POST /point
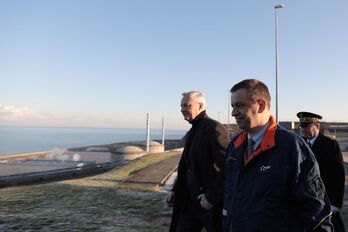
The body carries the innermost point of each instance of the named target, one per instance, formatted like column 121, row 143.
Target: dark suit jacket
column 329, row 156
column 207, row 153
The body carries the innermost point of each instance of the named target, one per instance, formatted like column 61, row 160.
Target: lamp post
column 279, row 6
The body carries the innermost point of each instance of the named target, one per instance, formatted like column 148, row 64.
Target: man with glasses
column 329, row 156
column 198, row 190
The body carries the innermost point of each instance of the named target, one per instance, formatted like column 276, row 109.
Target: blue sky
column 107, row 63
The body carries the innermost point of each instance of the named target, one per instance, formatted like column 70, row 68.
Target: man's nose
column 234, row 112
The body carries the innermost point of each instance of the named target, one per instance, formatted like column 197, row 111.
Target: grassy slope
column 89, row 204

- - - - - - -

Within the material above, copy exactly the lines from the line that holds "70, row 68." up to and including the line that holds "197, row 111.".

The body carries the innermost point of each instance of the named target, one per instance, formatted like column 70, row 68.
Target: man's nose
column 234, row 112
The body carries the innermost point of each instance of the named target, one per instance, formatted like column 197, row 111.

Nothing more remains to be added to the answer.